Entre 2015 et aujourd’hui, quel constat faites-vous ?
La vague des travaux de mise en accessibilité est lancée mais ce n’est pas un tsunami, c’est une vague de fond constante, réfléchie, qui va demander entre 5 et 6 ans avant qu’un taux important et homogène de sites sur le territoire soient accessibles. Le bémol que j’apporterais concerne les petits commerces indépendants classés en ERP de 5e catégorie. Au lancement et en cours d’Ad’Ap ils étaient tous perdus. Il y a eu aussi énormément de démarches malhonnêtes dans leur direction, qui ont créé de la confusion chez ces personnes et du coup de l’attentisme de leur part. Ils attendent de voir dans quelles mesures c’est important ou non de faire ça car ils ne craignent pas trop les contrôles du fait de leur faible activité.

Est-ce que les gestionnaires d’ERP ont compris la nécessité de l’accessibilité, au-delà de la loi ?
L’impulsion de base est réglementaire et plutôt vécue comme une contrainte, et pour les gros gestionnaires de patrimoine il ne s’agit que d’intégrer une nouvelle réglementation et des normes comme il en tombe régulièrement sur l’énergie, la sécurité… et donc il n’y a pas de discussion mais pas d’implication non plus. Le 1er réflexe était de dire : « comment j’optimise cela dans une démarche patrimoniale et donc comment je fais en sorte que mes plans de travaux de rénovation intègrent cette nouvelle donnée ? ». Ensuite dans la mesure où ils s’intéressaient au sujet et travaillaient avec des sociétés spécialisées telles que la nôtre, ils comprenaient quand même globalement l’intérêt d’avoir une bonne signalétique pour tous, d’avoir une rampe qui servira à tout le monde et donc petit à petit ils perçoivent l’intérêt de l’investissement.

Est-ce que le handicap moteur a toujours dominé le débat ou les autres déficiences ont-elles aussi été prises en compte ?
Dans l’imaginaire collectif, les personnes qui se lancent dans cette démarche sont essentiellement concentrées sur des problématiques d’accessibilité physique telles que des rampes, des ascenseurs, mais les préconisations de la loi sont telles qu’ils doivent aussi s’intéresser à tous les types de handicap.

Le font-ils réellement ?
----------
TÂCHES À FAIRE |
A - Traduisez en anglais cette phrase de l'extrait sur l'accessibilité : « Dans l'imaginaire collectif, les personnes qui se lancent dans cette démarche sont essentiellement concentrées sur des problématiques d'accessibilité physique telles que des rampes, des ascenseurs, mais les préconisations de la loi sont telles qu'ils doivent aussi s'intéresser à tous les types de handicap. »
B - Poursuivez l'extrait sur l'accessibilité à partir de sa dernière phrase.

INFORMATIONS AFFICHÉES |
----------
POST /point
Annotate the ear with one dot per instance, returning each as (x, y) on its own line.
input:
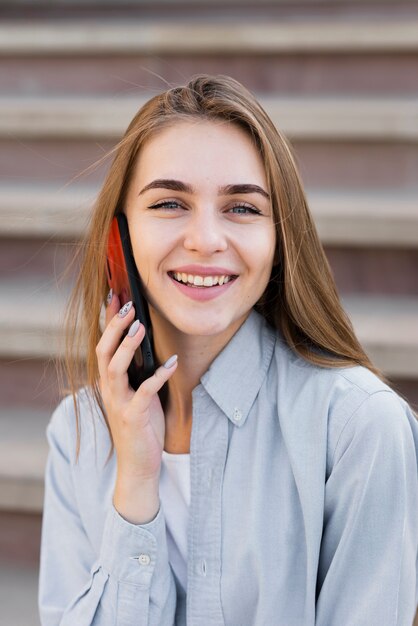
----------
RÉPONSES RÉDIGÉES |
A - In the collective imagination, the people who embark on this process are mainly focused on physical accessibility issues such as ramps and elevators, but the law's recommendations are such that they must also take an interest in all types of disability.

B -
La partie handicap moteur est très compréhensible par des personnes qui gèrent des travaux car ce sont des sujets assez binaires, bien décrits dans la loi et dans les normes. Lorsque l’on arrive sur du handicap cognitif ou sensoriel, les solutions pour atteindre les objectifs de la loi sont plus larges. Dans ce domaine, tout dépendra de la manière dont ils sont accompagnés, et dans le handicap cognitif, à part de la signalétique et des pictogrammes, c’est un handicap qui n’est pas bien traité.

Y a-t-il une prise en compte du design ?
Sur cet aspect, il y a une vraie différence entre le public et le privé. Le public passe par des appels d’offre où le côté financier compte pour une bonne partie de la note finale. Autrement dit les produits qui vont passer sur les marchés publics sont plutôt bon marché, ce sont des produits standards sans recherche de design. Côté privé, il y un véritable souci de l’esthétisme et de l’intégration dans des concepts de magasins, d’hôtels, de musées, de banques… Il y aura donc plus de moyens et d’énergie dans la recherche de produits conformes aux attentes de design.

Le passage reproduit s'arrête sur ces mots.